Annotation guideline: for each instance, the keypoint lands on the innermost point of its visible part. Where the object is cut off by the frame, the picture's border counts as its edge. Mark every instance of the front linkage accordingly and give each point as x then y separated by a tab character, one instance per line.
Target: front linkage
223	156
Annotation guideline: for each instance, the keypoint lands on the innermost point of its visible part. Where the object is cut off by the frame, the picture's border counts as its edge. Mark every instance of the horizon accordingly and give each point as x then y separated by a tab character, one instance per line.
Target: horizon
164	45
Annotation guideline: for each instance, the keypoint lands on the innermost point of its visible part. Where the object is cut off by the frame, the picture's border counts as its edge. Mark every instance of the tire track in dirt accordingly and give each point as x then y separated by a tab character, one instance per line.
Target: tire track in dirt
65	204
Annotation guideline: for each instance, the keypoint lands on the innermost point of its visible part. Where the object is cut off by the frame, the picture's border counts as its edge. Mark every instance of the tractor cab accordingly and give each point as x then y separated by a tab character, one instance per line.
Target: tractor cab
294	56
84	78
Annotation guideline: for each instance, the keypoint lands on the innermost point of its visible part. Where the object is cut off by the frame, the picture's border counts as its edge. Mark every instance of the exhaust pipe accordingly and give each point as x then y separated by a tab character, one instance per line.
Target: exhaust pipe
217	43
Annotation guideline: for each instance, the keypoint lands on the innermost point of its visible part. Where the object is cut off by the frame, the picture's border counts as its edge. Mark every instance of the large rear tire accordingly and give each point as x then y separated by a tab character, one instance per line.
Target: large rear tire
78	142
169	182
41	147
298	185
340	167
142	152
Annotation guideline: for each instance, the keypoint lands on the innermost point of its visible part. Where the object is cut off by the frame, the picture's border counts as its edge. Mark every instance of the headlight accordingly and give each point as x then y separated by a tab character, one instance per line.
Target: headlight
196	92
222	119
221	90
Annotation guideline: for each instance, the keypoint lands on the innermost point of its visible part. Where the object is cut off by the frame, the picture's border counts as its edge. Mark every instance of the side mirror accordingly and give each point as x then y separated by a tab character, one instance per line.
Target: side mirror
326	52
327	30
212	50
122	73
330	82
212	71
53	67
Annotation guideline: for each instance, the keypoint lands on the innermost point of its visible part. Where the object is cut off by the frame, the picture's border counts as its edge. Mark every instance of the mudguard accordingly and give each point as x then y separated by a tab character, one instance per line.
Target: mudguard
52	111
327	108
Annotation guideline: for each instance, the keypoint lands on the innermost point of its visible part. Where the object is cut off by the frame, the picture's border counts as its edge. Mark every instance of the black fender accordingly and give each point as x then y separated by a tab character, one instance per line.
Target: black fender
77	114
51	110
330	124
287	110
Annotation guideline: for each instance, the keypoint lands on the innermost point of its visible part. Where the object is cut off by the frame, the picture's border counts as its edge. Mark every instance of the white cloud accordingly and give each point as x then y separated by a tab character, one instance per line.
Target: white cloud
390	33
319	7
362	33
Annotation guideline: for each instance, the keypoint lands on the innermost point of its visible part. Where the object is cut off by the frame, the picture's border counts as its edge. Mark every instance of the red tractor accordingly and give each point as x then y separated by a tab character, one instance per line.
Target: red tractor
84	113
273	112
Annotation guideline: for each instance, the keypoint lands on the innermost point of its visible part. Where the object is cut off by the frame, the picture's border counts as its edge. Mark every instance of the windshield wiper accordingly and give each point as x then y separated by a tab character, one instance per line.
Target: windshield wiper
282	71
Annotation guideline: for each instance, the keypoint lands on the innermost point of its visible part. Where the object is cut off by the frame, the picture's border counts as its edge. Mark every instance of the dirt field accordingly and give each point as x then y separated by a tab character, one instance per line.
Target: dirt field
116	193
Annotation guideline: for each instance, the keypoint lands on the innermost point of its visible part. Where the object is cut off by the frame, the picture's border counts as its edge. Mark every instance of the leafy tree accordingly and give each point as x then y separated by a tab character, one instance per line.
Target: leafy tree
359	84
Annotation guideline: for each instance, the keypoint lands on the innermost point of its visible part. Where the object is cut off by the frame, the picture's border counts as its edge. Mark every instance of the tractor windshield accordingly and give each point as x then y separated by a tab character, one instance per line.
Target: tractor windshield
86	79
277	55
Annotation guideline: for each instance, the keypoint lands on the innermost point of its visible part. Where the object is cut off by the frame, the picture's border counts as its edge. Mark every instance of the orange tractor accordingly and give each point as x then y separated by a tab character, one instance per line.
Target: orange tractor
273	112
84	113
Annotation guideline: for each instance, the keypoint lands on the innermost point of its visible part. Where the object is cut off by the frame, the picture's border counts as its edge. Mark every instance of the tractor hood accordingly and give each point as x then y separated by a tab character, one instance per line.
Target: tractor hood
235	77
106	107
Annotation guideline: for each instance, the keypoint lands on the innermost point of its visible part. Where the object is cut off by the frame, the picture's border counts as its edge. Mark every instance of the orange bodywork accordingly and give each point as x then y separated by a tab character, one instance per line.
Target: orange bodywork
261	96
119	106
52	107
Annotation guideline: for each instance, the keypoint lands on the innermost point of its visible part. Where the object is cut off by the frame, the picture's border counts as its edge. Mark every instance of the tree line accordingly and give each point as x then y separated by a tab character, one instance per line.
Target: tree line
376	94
+===+
**Task instructions**
Nothing in the data may be left out; copy every line exactly.

**Answer below**
Annotation guideline: for each instance, the keypoint lands on the innermost point of its visible part. Where the object is cut off by the frame, the picture's border counts as its edge. Mark every instance of the front linkage accordingly and give each point as x then y separated by a tab character, one instance per line.
Target: front linkage
223	156
Annotation guideline: for each instance, the keypoint lands on the innermost point of its visible part. Where the object is cut off by the frame, the picture's border counts as its edge. Mark every instance of the horizon accordingly and give each point as x then y separated by a tab character, one instance per line.
Target: horizon
164	45
Annotation guideline: for each instance, the keypoint lands on the innermost point of its visible part. Where the object is cut off by the frame, the picture's border counts as its edge. Mark every instance of the tire track in dirt accordingly and give each point as x then y separated by a tab character, one instance per line.
Target: tire track in dirt
65	204
Annotation guideline: for each instance, the keypoint lands on the innermost point of its visible part. Where the object is cut off by the frame, the picture's border counts as its edge. Mark every instance of the tractor cab accordingly and give each point as x then y separated by a tab character, one instance per line.
Target: tractor cab
294	56
84	78
Annotation guideline: for each instance, the keypoint lands on the innermost point of its visible part. Where the object is cut off by the frame, the picture's border counts as its edge. Mark every instance of the exhaust pipe accordingly and give each point as x then y separated by a tab character, one instance per line.
Target: exhaust pipe
217	43
Annotation guideline: for each instance, the keypoint lands on the innermost point of its visible part. Where the object is cut off by the frame, the picture's border counts as its edge. Mark every instance of the large rear tire accordingly and give each point as x then y separated by a tab character, one instance per line.
Target: large rear tire
78	142
169	182
41	147
298	185
340	167
142	152
Annotation guideline: for each instance, the keypoint lands on the innermost point of its visible part. Where the object is cut off by the frame, the picture's border counts as its edge. Mark every instance of the headlight accordingly and give each point as x then y separated by a tab character, one instance per line.
Target: headlight
196	92
222	119
221	90
Annotation guideline: for each instance, the keypoint lands on the innermost point of its visible part. Where the object is cut off by the frame, the picture's border counts as its edge. Mark every instance of the side mirror accordingly and give each point as x then y separated by a tab character, one instance per line.
Target: side mirror
326	52
327	30
212	50
122	73
330	82
212	71
53	67
Annotation guideline: for each instance, the keypoint lands on the innermost point of its visible part. Where the object is cut off by the frame, the picture's border counts as its edge. Mark every instance of the mudguard accordingly and give each point as x then y separated by a tab character, one instance per line.
Target: mudguard
52	111
327	108
Annotation guideline: for each instance, the keypoint lands on the innermost point of its visible part. Where the object is cut off by the frame, the picture's border counts as its edge. Mark every instance of the black fender accordingly and give each point as x then y separated by a tab character, one instance per line.
Target: black fender
77	114
51	110
330	124
287	110
Annotation guideline: for each instance, the keypoint lands on the innermost point of its visible part. Where the object is cut off by the frame, the picture's border counts as its edge. Mark every instance of the white cloud accordingly and give each point as x then y separated by a tab character, one instance per line.
Target: white cloud
390	33
319	7
362	33
Annotation guideline: for each instance, the keypoint lands on the innermost point of its visible part. Where the object is cut off by the frame, the picture's border counts as its edge. Mark every instance of the red tractor accordingly and give each point as x then y separated by a tab character, one instance per line.
Target: red tractor
84	113
273	112
Annotation guideline: for each instance, the keypoint lands on the innermost point of its visible part. Where the object is cut off by the frame, the picture's border counts as its edge. Mark every instance of the windshield wiper accordingly and give each point as x then y separated by a tab character, one instance per line.
Target: windshield wiper
282	71
Annotation guideline: for each instance, the keypoint lands on the innermost point of its visible part. Where the object is cut off by the frame, the picture's border counts as its edge. Mark every instance of the dirt field accordingly and give each point as x then y separated by a tab character, one instance per line.
Target: dirt field
116	193
Annotation guideline: for each instance, the keypoint lands on the innermost point of its visible part. Where the object is cut off by the frame, the picture's border counts as its edge. Mark every instance of the leafy tree accordingly and give each point as x then y separated by a tab character, one instance per line.
Target: leafy tree
359	84
Annotation guideline: for each instance, the keypoint lands on the innermost point of its visible part. Where the object is cut off by the frame, the picture's border counts as its edge. Mark every instance of the tractor windshield accordingly and give each point as x then y separated by a tab character, one instance per line.
Target: tractor windshield
86	79
277	55
Annotation guideline: for each instance, the keypoint lands on the innermost point of its visible part. Where the object is cut off by the frame, the picture's border counts as its edge. Mark every instance of the orange tractor accordingly and give each point as x then y separated by a tab character, one instance per line.
Target: orange tractor
273	112
84	113
Annotation guideline: for each instance, the keypoint lands on the innermost point of its visible part. Where the object is cut off by the frame, the picture's border counts as its edge. Mark every instance of the tractor hood accordingly and give each point as x then y separated by a tab character, one instance per line.
Target: tractor hood
235	77
106	107
Annotation guideline: for each instance, the keypoint lands on the innermost point of its visible part. Where the object is cut off by the frame, the picture's border counts as its edge. Mark every instance of the orange bodywork accordingly and give each point as x then y separated by a tab character, one instance per line.
Target: orange bodywork
261	96
119	106
52	107
Annotation guideline: for each instance, the keypoint lands on the innermost point of its visible part. Where the object is cut off by the frame, the picture's border counts as its edge. Mark every instance of the tree line accordingly and give each point as x then y separated by a tab character, one instance per line.
Target: tree line
376	94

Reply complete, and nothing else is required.